**EXERCISE**
Rewrite all the entries below as a numbered list, one line per number, and leave out any blank lines.

**EXTRACTED RECORDS**
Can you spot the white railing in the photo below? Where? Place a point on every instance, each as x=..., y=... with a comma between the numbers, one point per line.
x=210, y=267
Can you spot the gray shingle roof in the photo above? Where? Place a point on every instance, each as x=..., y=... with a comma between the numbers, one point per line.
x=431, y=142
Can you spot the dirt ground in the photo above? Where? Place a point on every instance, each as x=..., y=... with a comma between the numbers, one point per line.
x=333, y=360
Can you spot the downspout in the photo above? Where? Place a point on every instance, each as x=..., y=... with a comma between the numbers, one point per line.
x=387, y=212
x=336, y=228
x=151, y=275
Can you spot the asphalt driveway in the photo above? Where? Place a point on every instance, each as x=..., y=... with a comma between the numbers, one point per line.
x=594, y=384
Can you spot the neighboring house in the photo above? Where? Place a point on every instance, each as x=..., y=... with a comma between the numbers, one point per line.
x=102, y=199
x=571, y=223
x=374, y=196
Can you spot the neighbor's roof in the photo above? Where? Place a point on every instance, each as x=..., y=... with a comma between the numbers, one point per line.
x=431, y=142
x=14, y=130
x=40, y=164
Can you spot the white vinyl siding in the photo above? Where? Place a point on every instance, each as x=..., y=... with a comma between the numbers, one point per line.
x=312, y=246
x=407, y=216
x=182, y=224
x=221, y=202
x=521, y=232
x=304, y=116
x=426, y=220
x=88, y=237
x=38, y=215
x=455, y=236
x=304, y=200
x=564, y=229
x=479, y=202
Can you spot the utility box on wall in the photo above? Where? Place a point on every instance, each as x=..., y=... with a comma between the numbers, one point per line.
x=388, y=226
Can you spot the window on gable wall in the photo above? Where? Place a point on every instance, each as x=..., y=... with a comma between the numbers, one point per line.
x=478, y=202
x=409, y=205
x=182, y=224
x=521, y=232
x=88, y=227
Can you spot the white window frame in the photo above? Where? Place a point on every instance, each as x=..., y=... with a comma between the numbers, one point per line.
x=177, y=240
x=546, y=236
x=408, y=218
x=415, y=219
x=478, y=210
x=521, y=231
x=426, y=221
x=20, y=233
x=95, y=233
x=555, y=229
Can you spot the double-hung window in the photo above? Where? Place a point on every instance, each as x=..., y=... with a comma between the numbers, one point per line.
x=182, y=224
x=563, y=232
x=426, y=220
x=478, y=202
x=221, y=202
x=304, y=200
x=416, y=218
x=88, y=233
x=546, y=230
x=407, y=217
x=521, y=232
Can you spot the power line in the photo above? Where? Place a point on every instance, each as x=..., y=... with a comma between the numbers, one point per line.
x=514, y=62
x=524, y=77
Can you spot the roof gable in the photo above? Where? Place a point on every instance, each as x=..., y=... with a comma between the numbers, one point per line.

**WORKED SOLUTION**
1. Can you spot the white railing in the photo below? Where? Place a point on every instance, each as x=..., y=... with a comma between the numbers, one point per line.
2. x=210, y=267
3. Can you spot the gray shingle roof in the photo above? Where? Place a point on every instance, each as x=..., y=... with a comma between the numbers, one point per line.
4. x=431, y=142
5. Can you spot the dirt ground in the photo above? Where? Place a point on every instance, each as x=..., y=... with a comma between the numbers, one point per line.
6. x=333, y=360
7. Can you spot the downspout in the photo above? Where? Place a point on every instance, each as x=..., y=... with a comma between the numbers, one point per line.
8. x=387, y=212
9. x=336, y=228
10. x=151, y=275
11. Can you spot the asphalt driveway in the photo above? Where? Place a point on every instance, each as x=..., y=... with a comma between the numbers, one point per line.
12. x=594, y=384
13. Can you spot the neighboring house in the photo above? Where? Place a point on every instance, each as x=..., y=... with a comma between the numbers, one point per line.
14. x=102, y=199
15. x=571, y=223
16. x=374, y=196
17. Can you spot the neighbor's roof in the photo above? Where? Place a point on every instance, each as x=..., y=... with a comma between the numbers, one point per line.
18. x=431, y=142
19. x=14, y=130
20. x=40, y=164
21. Can you spot the white vinyl siding in the photo above? Where? Place a point on every instance, each as x=..., y=... with a comma between the numbers, one point per line.
22. x=312, y=246
23. x=407, y=216
24. x=182, y=224
25. x=221, y=202
26. x=521, y=232
27. x=304, y=116
28. x=426, y=220
29. x=88, y=237
30. x=38, y=215
31. x=455, y=236
32. x=304, y=200
33. x=564, y=229
34. x=479, y=202
35. Can you spot the utility box on wall in the photo above? Where? Place a point on every instance, each as x=..., y=... with a comma between the numbers, one point per line.
36. x=388, y=226
37. Can you spot the window on gable wall in the photo above? Where? Place a point on every instance, each as x=..., y=... with a comma between the numbers, one point per line.
38. x=478, y=202
39. x=409, y=205
40. x=182, y=224
41. x=521, y=232
42. x=88, y=227
43. Can you spot the white window frame in the photo above? Where? Place a point on every instance, each as x=..., y=... with a comma between the numbers, one point per line.
44. x=177, y=240
45. x=546, y=236
46. x=408, y=218
47. x=415, y=219
48. x=478, y=210
49. x=521, y=231
50. x=426, y=221
51. x=20, y=233
52. x=95, y=233
53. x=555, y=229
54. Can you spot the double-hung window in the photo above? Where? Place a point on every instance, each as x=..., y=... with a comma between the numbers, one point per line.
55. x=182, y=224
56. x=563, y=232
57. x=426, y=220
58. x=478, y=202
59. x=221, y=202
60. x=304, y=200
61. x=416, y=218
62. x=88, y=233
63. x=546, y=230
64. x=407, y=217
65. x=521, y=232
66. Can you spot the power line in the photo above? Where? Place a point on every instance, each as x=..., y=... with a comma between the numbers, one point per line.
67. x=514, y=62
68. x=524, y=77
69. Can you spot the roof gable in the photo above? Where? Place a point on every instance, each as x=..., y=... with a comma between the numbers, one point per line.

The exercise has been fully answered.